# [TASKS TO CARRY OUT]
1) Rewrite the passage on early electric automobiles from "The owners of" up to and including "blasé New Yorkers.", substituting "filling stations" for "charging stations".
2) According to the passage on early electric automobiles, who was said to have built the first electric automobile in the United States?

The first member of the weaker sex who viewed an electric automobile must have sensed that this machine was to emancipate womankind. She knew she could never be adept at harnessing a horse and hitching it to a carriage, but the electric automobile was a different animal; it would obviously respond to a woman’s hand as quickly as to any man’s. You simply got in, gripped the steering tiller, pulled a lever and away you went.

The first electric automobile in the United States was said to have been built by William Morris, of Des Moines, in 1891. He brought his contraption to Chicago in 1892.

“Ever since its arrival,” said the ‘Western Electrician’, “it has attracted the greatest attention. The sight of a well-loaded carriage moving along the streets at a spanking pace, with no horse in front, and apparently with nothing on board to give it motion, is one that has been too much even for the wide-awake Chicagoan. In passing through the business section, way had to be cleared by the police for the passage of the carriage.”

For a brief span of years from about 1898 to 1904 it looked as though the average family would find the electric automobile to be the most satisfactory substitute for the horse. It was rapidly replacing public hansom cabs and broughams, and it had the backing of several large and wealthy manufacturers of storage batteries, electric motors and carriages.

‘Outing’ magazine estimated in 1900 that New York, Chicago and Boston could boast a total of 2,370 cars, which were divided as follows: 1,170 steam, 800 electric and 400 gasoline.

These electric cabs were a common sight on New York streets the first decade of the twentieth century. Underwood & Underwood photo.

Although this figure does not agree with today’s estimate by the Automobile Manufacturers Association, the proportions are probably correct. In Chicago, at that time, the electric automobile predominated over both steam and gasoline. This may have been due to the fact that the Woods Motor Vehicle Company, of Chicago, was the first in the country to manufacture electric automobiles commercially.

Other popular electric cars in those early days were the Waverly, the Studebaker, the Rauch and Lang, the Ohio, the Columbus, the National, the Baker and the Columbia.

The last was manufactured by the Electric Vehicle Company, which had been formed by Colonel Albert A. Pope and a group of wealthy men who owned large eastern traction interests.

Columbia Electrics were available in numerous body types including runabouts, surreys, tonneaus, cabriolets, broughams, delivery wagons, ambulances and police patrols.

The owners of the company were so sure that the electric car would dominate the automobile business that instead of recognizing its weaknesses they visualized a huge chain of electric charging stations dotting the countryside. Needless to say they also expected to own the charging stations.

This millionaire’s sleek electric cab caused a stir in 1912, even among blasé New Yorkers.

In every large city from New York to Chicago they set up subsidiary companies to operate electric cab and car rental services. In 1899 a reporter for ‘McClure’s Magazine’ got an interview, at the New York headquarters of the Electric Vehicle Company, that clearly reflected just how the big shots of the company were thinking. A part of the article follows:

“The New York cab company expects soon to have ten charging-stations in operation in various parts of the city, so that a cab will never have far to go for a new charge of electricity. Indeed, all the manufacturers of electrical vehicles speak with confidence of the day when the whole of the United States will be as thoroughly sprinkled with electric charging-stations as it is today with bicycle road-houses.

# [DATA]

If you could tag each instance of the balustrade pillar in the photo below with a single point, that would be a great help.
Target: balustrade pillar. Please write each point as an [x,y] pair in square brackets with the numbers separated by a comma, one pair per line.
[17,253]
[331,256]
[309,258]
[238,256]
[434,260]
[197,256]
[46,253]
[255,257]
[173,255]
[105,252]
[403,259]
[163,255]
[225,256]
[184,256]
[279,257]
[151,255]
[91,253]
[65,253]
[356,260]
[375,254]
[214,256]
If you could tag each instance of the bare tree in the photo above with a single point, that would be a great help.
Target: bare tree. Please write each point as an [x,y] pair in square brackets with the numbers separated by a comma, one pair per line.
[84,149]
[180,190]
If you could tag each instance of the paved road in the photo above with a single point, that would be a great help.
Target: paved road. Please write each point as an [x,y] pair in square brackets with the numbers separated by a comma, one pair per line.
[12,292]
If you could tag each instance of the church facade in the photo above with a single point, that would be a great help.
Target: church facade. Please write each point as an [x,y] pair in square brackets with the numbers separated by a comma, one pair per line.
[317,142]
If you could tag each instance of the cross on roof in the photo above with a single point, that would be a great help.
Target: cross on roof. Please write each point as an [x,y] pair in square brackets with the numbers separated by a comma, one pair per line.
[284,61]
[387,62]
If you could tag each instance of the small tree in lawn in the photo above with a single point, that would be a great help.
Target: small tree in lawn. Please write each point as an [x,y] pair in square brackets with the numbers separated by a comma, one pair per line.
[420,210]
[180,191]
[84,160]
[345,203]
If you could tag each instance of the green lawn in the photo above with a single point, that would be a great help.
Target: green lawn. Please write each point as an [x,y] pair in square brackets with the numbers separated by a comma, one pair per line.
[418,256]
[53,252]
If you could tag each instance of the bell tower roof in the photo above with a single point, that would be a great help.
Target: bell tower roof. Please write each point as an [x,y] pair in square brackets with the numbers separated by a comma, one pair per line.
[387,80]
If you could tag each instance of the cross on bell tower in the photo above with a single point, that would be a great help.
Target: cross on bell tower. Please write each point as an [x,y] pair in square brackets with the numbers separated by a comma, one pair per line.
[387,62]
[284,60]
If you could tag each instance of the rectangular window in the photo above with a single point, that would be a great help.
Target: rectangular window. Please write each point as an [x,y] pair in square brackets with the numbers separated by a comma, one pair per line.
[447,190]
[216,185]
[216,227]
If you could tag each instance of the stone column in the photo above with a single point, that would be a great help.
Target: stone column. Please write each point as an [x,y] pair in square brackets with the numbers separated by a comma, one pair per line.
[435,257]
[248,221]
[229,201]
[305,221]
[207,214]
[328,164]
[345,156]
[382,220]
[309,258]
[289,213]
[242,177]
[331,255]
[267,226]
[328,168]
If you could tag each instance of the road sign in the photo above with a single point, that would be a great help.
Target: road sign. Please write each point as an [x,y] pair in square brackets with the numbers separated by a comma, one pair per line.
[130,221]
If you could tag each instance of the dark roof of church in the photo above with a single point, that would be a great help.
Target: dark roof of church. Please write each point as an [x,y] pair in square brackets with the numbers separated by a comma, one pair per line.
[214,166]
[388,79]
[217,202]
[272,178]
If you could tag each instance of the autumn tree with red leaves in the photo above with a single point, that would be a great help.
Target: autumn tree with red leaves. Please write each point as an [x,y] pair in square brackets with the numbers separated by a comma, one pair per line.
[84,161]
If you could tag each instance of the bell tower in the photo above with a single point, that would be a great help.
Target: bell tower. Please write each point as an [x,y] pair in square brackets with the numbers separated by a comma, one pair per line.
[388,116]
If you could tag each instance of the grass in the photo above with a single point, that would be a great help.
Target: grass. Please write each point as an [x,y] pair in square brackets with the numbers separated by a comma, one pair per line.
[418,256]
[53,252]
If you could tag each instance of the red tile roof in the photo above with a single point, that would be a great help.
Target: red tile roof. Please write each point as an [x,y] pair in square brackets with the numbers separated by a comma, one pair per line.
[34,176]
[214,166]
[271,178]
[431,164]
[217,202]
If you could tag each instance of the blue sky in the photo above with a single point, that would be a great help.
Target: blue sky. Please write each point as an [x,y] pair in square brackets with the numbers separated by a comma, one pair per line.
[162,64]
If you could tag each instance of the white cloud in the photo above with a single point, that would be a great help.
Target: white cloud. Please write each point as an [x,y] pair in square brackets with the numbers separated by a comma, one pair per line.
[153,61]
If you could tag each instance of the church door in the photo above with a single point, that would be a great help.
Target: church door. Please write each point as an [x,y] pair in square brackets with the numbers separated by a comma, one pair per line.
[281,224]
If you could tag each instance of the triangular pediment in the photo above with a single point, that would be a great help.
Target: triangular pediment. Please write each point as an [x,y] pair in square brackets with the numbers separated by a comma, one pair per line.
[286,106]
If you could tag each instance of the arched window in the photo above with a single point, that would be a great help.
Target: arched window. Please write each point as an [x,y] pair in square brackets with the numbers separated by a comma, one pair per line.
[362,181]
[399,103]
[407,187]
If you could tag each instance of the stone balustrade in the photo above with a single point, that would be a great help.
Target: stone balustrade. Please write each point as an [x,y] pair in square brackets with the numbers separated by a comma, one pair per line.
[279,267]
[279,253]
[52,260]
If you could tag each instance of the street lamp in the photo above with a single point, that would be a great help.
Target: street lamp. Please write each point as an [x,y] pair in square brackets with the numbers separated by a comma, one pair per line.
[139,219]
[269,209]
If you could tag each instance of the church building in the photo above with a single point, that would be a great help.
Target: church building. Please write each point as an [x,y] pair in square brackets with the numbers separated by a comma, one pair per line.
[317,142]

# [RESPONSES BY TASK]
1)
The owners of the company were so sure that the electric car would dominate the automobile business that instead of recognizing its weaknesses they visualized a huge chain of electric filling stations dotting the countryside. Needless to say they also expected to own the filling stations.

This millionaire’s sleek electric cab caused a stir in 1912, even among blasé New Yorkers.

2) William Morris, of Des Moines, in 1891.